WHAT IS BEING ASKED:
Rewrite the material below from its beginning through the line containing "<point>970,127</point>", swapping "keypoint" for "marker" and leaving everything else unchanged. Omit the pictures.

Examples of point labeling:
☆ ☆ ☆ ☆ ☆ ☆ ☆

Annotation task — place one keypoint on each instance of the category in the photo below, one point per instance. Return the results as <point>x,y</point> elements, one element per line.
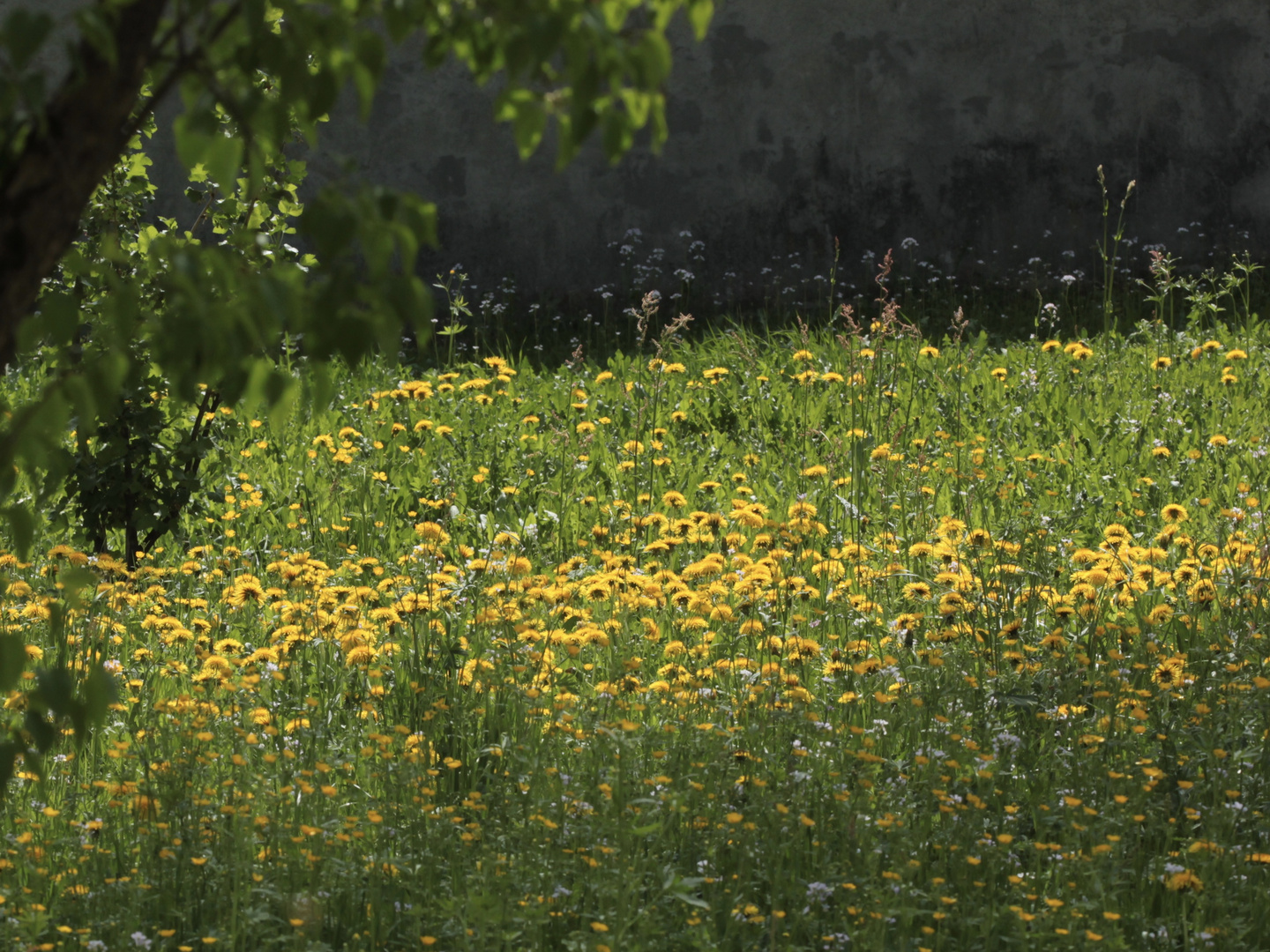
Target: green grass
<point>848,641</point>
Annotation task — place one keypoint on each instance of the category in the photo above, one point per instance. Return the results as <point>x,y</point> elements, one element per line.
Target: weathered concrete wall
<point>970,127</point>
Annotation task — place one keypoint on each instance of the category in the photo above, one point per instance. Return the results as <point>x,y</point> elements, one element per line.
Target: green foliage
<point>723,645</point>
<point>141,322</point>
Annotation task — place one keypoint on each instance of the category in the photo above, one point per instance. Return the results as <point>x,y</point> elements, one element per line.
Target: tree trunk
<point>49,183</point>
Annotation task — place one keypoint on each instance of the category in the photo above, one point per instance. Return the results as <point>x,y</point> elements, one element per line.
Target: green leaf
<point>528,118</point>
<point>700,13</point>
<point>199,147</point>
<point>23,33</point>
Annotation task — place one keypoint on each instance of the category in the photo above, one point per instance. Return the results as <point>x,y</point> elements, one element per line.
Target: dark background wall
<point>973,127</point>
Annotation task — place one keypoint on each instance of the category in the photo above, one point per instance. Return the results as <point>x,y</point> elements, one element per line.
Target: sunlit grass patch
<point>796,643</point>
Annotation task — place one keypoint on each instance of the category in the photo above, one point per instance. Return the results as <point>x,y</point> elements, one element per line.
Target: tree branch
<point>86,126</point>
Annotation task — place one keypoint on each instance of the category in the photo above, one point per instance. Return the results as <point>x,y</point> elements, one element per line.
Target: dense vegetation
<point>840,639</point>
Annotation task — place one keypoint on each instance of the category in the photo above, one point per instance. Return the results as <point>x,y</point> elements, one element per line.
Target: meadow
<point>823,640</point>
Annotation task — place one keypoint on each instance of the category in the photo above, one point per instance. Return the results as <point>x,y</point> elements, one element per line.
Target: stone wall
<point>973,127</point>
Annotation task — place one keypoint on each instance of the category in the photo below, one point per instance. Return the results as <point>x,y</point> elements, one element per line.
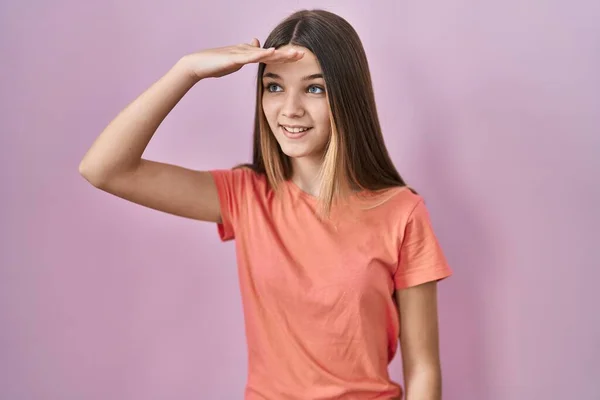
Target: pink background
<point>490,109</point>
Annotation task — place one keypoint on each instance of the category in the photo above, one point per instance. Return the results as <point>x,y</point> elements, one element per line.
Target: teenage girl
<point>337,259</point>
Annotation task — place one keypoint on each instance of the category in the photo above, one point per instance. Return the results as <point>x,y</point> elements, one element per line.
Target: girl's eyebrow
<point>306,78</point>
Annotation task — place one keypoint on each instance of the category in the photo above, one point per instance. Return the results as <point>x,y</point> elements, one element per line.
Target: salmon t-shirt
<point>318,295</point>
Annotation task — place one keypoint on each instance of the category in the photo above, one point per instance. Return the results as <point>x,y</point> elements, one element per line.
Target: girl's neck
<point>306,174</point>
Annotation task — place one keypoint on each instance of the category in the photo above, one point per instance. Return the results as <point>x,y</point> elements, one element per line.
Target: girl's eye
<point>316,90</point>
<point>272,87</point>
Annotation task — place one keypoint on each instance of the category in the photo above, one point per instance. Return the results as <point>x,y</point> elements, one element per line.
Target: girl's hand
<point>215,63</point>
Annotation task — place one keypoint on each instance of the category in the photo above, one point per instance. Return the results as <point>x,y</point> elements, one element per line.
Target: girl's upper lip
<point>295,126</point>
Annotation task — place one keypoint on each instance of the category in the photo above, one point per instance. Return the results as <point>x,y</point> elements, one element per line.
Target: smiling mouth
<point>295,129</point>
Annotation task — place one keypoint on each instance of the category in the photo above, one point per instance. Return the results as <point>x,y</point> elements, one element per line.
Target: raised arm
<point>114,162</point>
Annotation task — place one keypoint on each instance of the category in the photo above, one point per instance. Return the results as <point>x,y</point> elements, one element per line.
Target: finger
<point>258,55</point>
<point>279,57</point>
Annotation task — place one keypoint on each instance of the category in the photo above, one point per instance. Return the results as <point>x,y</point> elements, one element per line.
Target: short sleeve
<point>421,258</point>
<point>231,186</point>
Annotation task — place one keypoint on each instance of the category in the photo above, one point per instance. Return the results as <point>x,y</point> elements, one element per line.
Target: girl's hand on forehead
<point>215,63</point>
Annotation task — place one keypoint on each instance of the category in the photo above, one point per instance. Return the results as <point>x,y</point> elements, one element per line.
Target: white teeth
<point>295,130</point>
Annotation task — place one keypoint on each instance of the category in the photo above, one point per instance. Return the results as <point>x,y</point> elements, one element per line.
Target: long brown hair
<point>356,157</point>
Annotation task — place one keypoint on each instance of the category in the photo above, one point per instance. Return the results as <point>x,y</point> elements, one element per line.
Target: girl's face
<point>296,106</point>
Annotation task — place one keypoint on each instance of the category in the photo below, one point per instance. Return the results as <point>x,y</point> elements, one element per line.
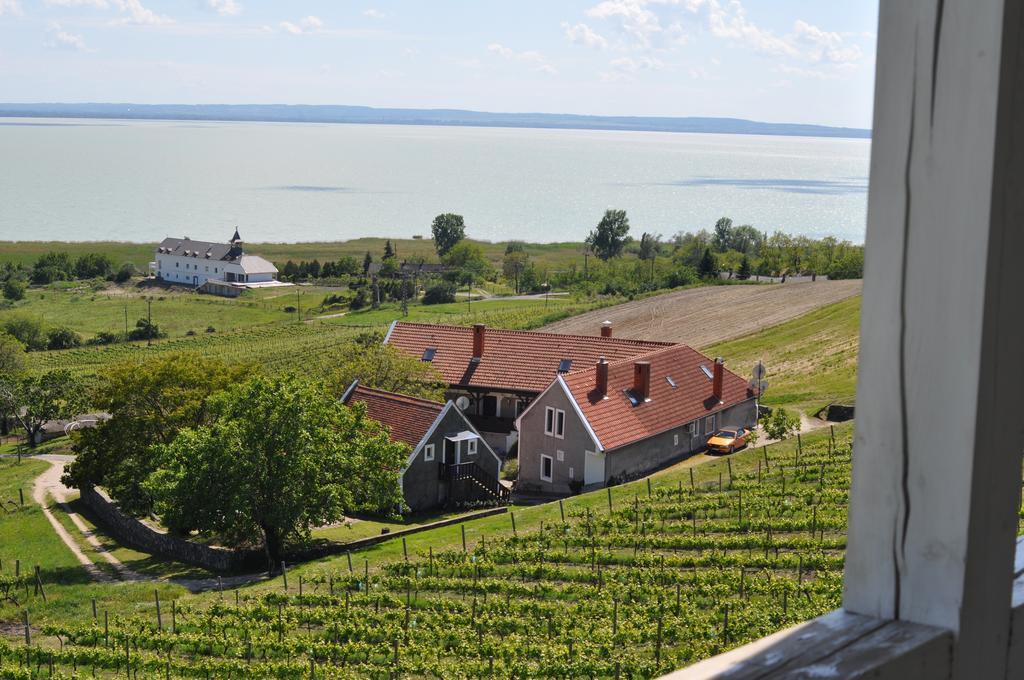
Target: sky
<point>776,60</point>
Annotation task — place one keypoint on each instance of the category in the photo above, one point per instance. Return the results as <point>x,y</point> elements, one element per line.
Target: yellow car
<point>728,440</point>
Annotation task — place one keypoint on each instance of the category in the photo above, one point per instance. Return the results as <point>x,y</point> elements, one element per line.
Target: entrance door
<point>593,469</point>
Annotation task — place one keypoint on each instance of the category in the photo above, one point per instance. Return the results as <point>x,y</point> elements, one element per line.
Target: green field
<point>811,360</point>
<point>668,575</point>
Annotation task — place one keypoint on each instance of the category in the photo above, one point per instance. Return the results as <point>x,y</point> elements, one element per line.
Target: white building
<point>196,262</point>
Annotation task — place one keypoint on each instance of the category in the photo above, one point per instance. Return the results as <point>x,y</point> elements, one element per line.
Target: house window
<point>546,467</point>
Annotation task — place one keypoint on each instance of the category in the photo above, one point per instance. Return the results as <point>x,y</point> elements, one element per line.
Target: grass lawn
<point>811,360</point>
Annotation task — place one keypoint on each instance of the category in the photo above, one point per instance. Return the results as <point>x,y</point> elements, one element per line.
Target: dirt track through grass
<point>702,316</point>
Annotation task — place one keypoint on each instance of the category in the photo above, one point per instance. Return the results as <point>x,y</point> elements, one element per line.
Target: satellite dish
<point>759,372</point>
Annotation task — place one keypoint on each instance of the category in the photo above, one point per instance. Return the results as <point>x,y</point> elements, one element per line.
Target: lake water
<point>128,180</point>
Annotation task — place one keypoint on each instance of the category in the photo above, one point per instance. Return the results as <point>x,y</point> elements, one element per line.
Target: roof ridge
<point>398,396</point>
<point>634,341</point>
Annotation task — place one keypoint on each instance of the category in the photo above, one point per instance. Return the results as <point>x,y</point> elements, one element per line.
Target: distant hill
<point>337,114</point>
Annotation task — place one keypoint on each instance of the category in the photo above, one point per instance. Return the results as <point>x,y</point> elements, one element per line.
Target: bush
<point>62,338</point>
<point>126,271</point>
<point>779,424</point>
<point>13,289</point>
<point>104,338</point>
<point>359,301</point>
<point>439,294</point>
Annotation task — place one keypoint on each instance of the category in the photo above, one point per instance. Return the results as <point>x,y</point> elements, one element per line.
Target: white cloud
<point>60,39</point>
<point>138,14</point>
<point>630,65</point>
<point>582,34</point>
<point>10,7</point>
<point>98,4</point>
<point>307,25</point>
<point>224,7</point>
<point>530,57</point>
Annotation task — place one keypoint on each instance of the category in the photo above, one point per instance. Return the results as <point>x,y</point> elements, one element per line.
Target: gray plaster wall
<point>534,442</point>
<point>422,485</point>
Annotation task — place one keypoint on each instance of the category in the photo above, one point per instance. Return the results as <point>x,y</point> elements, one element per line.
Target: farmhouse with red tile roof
<point>494,374</point>
<point>449,461</point>
<point>619,420</point>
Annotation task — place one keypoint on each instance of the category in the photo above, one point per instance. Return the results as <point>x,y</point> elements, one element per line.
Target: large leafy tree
<point>36,399</point>
<point>11,369</point>
<point>608,239</point>
<point>281,457</point>
<point>448,229</point>
<point>150,402</point>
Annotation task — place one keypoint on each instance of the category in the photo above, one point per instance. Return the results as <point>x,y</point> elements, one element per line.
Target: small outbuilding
<point>449,462</point>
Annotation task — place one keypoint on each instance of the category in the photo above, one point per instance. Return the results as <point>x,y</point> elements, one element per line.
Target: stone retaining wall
<point>134,534</point>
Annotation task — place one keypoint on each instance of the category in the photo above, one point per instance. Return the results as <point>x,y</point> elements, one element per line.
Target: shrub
<point>779,424</point>
<point>62,338</point>
<point>13,289</point>
<point>439,294</point>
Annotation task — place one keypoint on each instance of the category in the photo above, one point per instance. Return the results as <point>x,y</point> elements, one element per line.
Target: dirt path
<point>701,316</point>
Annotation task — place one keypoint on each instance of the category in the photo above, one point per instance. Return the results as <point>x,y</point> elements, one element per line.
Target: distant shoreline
<point>421,117</point>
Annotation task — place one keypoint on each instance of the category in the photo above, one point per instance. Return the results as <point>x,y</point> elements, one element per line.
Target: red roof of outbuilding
<point>523,360</point>
<point>408,418</point>
<point>616,422</point>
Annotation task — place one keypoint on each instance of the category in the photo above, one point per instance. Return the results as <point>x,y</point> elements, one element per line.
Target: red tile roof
<point>408,418</point>
<point>522,360</point>
<point>616,422</point>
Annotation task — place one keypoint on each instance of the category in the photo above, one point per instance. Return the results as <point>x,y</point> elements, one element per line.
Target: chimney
<point>717,380</point>
<point>641,380</point>
<point>602,377</point>
<point>478,330</point>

☆ ☆ ☆ ☆ ☆ ☆ ☆

ANSWER TO THE TASK:
Annotation task — place one marker on each instance of the category in the photo below, one point per instance. Return the results as <point>x,y</point> elements, one element per line.
Target: green grass
<point>848,641</point>
Annotation task — place one marker on each instance of the category in the photo above, one point per instance. Return the results as <point>x,y</point> elements, one element per line.
Target: weathered concrete wall
<point>970,127</point>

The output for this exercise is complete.